-- begin DATA PROVIDED --

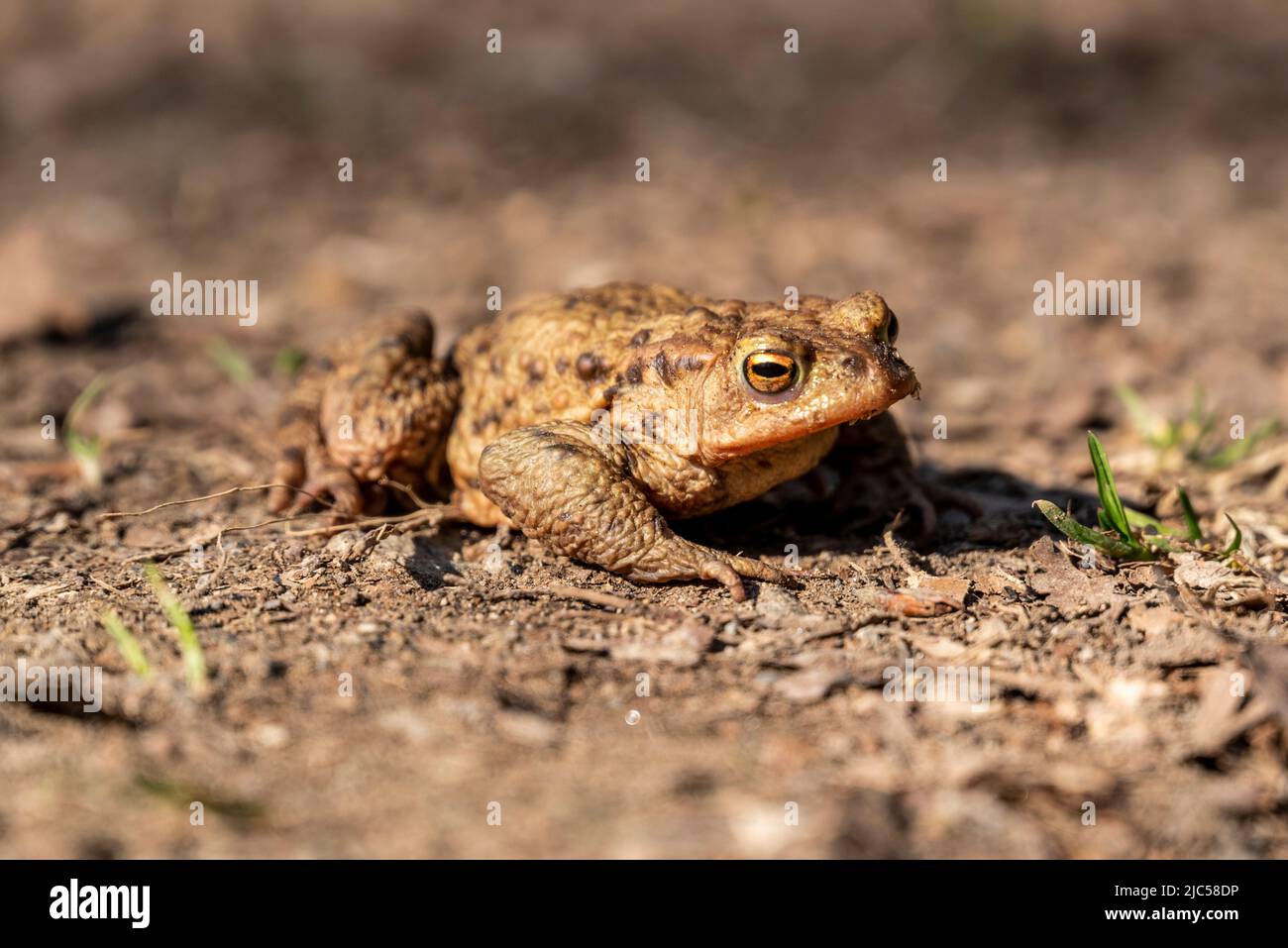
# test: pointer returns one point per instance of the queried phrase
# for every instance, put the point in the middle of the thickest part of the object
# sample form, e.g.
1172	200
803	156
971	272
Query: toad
591	419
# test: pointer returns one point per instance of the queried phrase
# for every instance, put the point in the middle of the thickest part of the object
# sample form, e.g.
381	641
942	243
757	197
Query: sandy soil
497	704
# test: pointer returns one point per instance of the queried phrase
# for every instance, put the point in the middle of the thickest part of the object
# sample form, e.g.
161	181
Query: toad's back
566	356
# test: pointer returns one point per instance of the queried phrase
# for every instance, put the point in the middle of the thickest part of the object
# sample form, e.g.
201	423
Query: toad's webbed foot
376	406
563	485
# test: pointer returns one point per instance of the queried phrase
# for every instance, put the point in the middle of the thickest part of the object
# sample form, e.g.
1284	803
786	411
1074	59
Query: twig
115	514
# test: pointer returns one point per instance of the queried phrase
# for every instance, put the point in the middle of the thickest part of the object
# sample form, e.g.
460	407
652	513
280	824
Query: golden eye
769	372
892	329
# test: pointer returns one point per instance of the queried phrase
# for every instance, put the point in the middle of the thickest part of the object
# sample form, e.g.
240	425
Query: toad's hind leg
376	406
565	487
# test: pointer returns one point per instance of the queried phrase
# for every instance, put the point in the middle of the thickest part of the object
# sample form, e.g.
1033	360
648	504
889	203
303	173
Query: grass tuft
1125	533
189	647
128	644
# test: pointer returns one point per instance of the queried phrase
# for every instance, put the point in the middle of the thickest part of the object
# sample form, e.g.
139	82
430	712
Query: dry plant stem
116	514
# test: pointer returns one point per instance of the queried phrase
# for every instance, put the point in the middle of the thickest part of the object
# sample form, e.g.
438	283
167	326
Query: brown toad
589	419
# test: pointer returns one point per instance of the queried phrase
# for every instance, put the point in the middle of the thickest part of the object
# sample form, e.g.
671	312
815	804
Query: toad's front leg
563	485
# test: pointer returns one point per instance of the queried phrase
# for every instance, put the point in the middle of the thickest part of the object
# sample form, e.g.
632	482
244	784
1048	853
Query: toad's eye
890	333
771	372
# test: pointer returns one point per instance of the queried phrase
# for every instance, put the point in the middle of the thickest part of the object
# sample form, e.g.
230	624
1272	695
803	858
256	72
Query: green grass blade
1109	498
189	647
128	644
236	366
1192	522
1141	417
1111	546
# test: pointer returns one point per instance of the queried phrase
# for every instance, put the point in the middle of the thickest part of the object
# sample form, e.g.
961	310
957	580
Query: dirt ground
415	691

-- end DATA PROVIDED --

■ **WHAT YOU WILL DO**
Pick out and copy each line above that contains the string "toad", with uppercase and lowercase letters treated as different.

■ **ANSWER TO THE EXERCISE**
Query: toad
Query: toad's back
Query: toad's webbed foot
Query: toad's hind leg
Query: brown toad
Query: toad's front leg
Query: toad's eye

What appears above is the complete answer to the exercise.